#### [REQUIREMENTS]
[A] In the news report on the MySpace and MTV candidate forums, which CNN anchor moderated the earlier Democratic debate held with YouTube?
[B] Write the next few sentences of the news report on the MySpace and MTV candidate forums, picking up after its final sentence.

#### [SOURCE EXCERPT]
* Start *

NEW YORK (Reuters) - News Corp's Internet social network, MySpace, and Viacom Inc's MTV will unveil a plan on Thursday to host a series of discussions between U.S. presidential candidates and Internet viewers simultaneously.

Entertainment  |  Barack Obama

The event marks the first wide-scale collaboration between the two companies, controlled by rival media moguls News Corp's Rupert Murdoch and Viacom's Sumner Redstone.

The event, held in college campuses across the United States and streamed live on both sites bills itself as the first "real-time" dialogue between America's youths and 11 candidates from Senator Hilary Clinton to former New York Mayor Rudy Giuliani and differs from similar recent events.

Audience members at the campuses will ask questions directly. Online viewers will be able to submit questions by sending e-mails or instant messages from their computers, or by text messages from cell phones.

Online viewer reactions will be polled on both Web sites.

The series comes on the heels of a recent Democratic party presidential debate held by Google Inc's YouTube and Time Warner Inc's CNN that featured prerecorded questions from YouTube users at home and was moderated by CNN anchor Anderson Cooper.

* End *

#### [RECORDS]

* Start *

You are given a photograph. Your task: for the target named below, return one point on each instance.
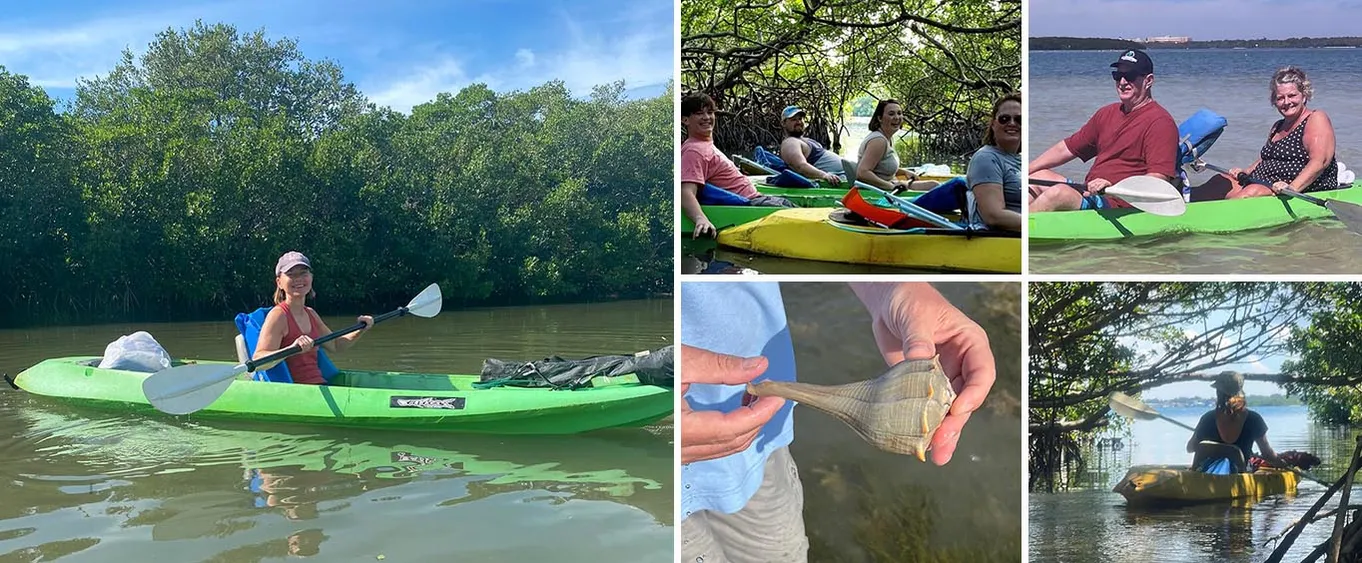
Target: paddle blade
(187, 389)
(428, 303)
(1131, 406)
(1150, 195)
(1346, 211)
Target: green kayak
(1222, 216)
(380, 400)
(723, 217)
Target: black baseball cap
(1133, 62)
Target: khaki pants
(768, 529)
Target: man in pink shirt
(702, 164)
(1133, 137)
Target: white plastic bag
(135, 352)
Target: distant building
(1166, 40)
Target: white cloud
(57, 56)
(525, 57)
(422, 83)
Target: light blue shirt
(993, 166)
(738, 319)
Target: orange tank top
(303, 367)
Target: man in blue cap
(806, 156)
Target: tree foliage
(1088, 340)
(176, 180)
(944, 62)
(1327, 370)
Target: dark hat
(1229, 383)
(1133, 62)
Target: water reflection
(234, 491)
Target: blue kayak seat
(790, 179)
(1196, 135)
(947, 196)
(714, 195)
(249, 327)
(768, 160)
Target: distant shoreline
(1109, 44)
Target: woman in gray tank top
(877, 162)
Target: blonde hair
(1290, 75)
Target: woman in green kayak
(292, 322)
(1229, 432)
(1298, 154)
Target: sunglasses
(1132, 77)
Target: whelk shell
(896, 412)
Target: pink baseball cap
(290, 259)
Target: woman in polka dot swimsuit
(1300, 150)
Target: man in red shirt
(1135, 137)
(702, 164)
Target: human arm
(691, 206)
(915, 322)
(346, 341)
(994, 210)
(792, 151)
(711, 434)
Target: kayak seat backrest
(768, 160)
(790, 179)
(714, 195)
(1196, 135)
(249, 327)
(947, 196)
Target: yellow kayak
(806, 233)
(1173, 484)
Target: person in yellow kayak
(993, 194)
(1298, 154)
(703, 164)
(1225, 436)
(877, 164)
(292, 322)
(805, 156)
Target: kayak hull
(1169, 484)
(806, 233)
(1223, 216)
(729, 216)
(375, 400)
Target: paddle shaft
(1245, 179)
(252, 364)
(913, 209)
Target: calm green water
(1094, 524)
(91, 485)
(865, 505)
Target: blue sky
(398, 52)
(1200, 19)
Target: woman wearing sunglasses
(993, 198)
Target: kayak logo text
(426, 402)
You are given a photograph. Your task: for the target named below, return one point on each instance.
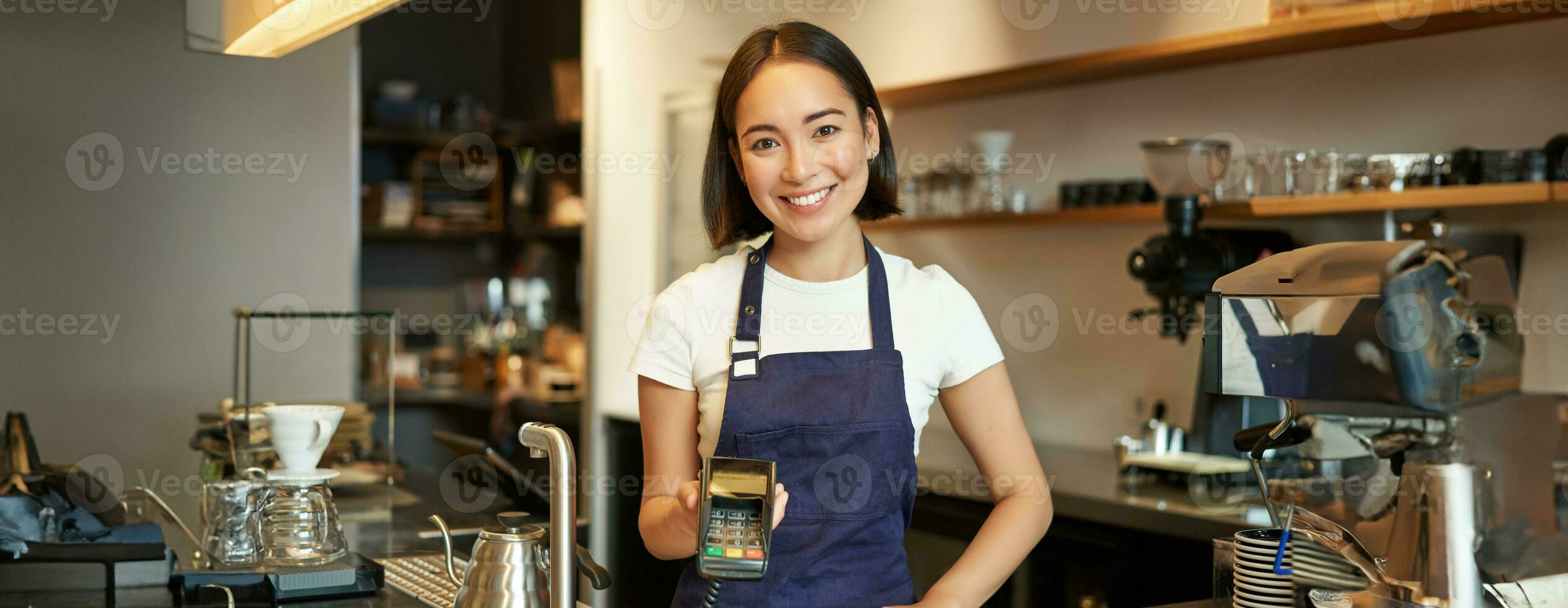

* End *

#### [RESPONSES]
[A] Anderson Cooper

[B]
"Neither of us wanted to see yet another event with a dozen candidates giving consultant-crafted answers," MySpaceTV general manager Jeff Berman said in a telephone interview. The event aims to promote "unfiltered direct conversations."

Questions from the audience sent through instant messaging software will be selected by moderators at the event and be presented to the candidate, executives said.

The event will also be broadcast on MTV and mtvU, a 24-hour college channel in more than 750 U.S. colleges.

It is part of MTV's "Choose or Lose" campaign, launched in 1992, to engage youth voters to participate in the political process.

"There (will be) a true digital representation of the community," Ian Rowe, MTV vice president of strategic partnership, said in a telephone interview. "That has never happened before."